• _ASSIGNMENT_
Using the word "Kindly" as the filter, copy each matching line from the records.

(Extracted records)
↓

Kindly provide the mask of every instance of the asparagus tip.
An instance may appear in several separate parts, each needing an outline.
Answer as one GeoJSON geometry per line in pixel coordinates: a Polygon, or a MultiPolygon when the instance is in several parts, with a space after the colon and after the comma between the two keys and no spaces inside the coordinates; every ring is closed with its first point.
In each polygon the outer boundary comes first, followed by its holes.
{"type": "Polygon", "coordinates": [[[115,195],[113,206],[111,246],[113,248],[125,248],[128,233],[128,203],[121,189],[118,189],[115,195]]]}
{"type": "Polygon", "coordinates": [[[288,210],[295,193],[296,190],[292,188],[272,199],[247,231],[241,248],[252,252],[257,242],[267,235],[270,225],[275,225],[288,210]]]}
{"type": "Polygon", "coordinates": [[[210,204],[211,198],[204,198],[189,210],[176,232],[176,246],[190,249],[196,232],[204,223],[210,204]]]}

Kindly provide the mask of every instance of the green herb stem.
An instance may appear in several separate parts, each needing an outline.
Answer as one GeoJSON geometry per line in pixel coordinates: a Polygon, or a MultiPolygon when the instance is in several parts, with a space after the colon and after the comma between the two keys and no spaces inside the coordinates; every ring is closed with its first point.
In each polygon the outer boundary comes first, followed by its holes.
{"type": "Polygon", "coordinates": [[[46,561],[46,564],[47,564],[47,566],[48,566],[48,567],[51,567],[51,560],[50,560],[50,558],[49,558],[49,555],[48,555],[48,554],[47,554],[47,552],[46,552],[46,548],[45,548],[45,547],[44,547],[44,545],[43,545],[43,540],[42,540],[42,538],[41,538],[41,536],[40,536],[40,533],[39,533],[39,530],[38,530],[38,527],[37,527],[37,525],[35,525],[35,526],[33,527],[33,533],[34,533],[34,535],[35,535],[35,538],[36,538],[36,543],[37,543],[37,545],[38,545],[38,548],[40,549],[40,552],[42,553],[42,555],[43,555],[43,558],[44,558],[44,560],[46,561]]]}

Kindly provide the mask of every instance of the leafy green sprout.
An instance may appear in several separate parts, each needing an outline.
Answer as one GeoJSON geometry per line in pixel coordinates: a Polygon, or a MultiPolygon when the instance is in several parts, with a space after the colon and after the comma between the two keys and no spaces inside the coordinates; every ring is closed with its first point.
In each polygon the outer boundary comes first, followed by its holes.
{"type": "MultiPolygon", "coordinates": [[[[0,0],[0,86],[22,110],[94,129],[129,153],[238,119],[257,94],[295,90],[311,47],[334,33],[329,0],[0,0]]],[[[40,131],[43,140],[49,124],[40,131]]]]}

↑

• _RESULT FOR THIS EXERCISE_
Kindly provide the mask of every instance of the asparagus tip.
Kindly provide the mask of every instance of the green herb stem.
Kindly provide the mask of every instance of the leafy green sprout.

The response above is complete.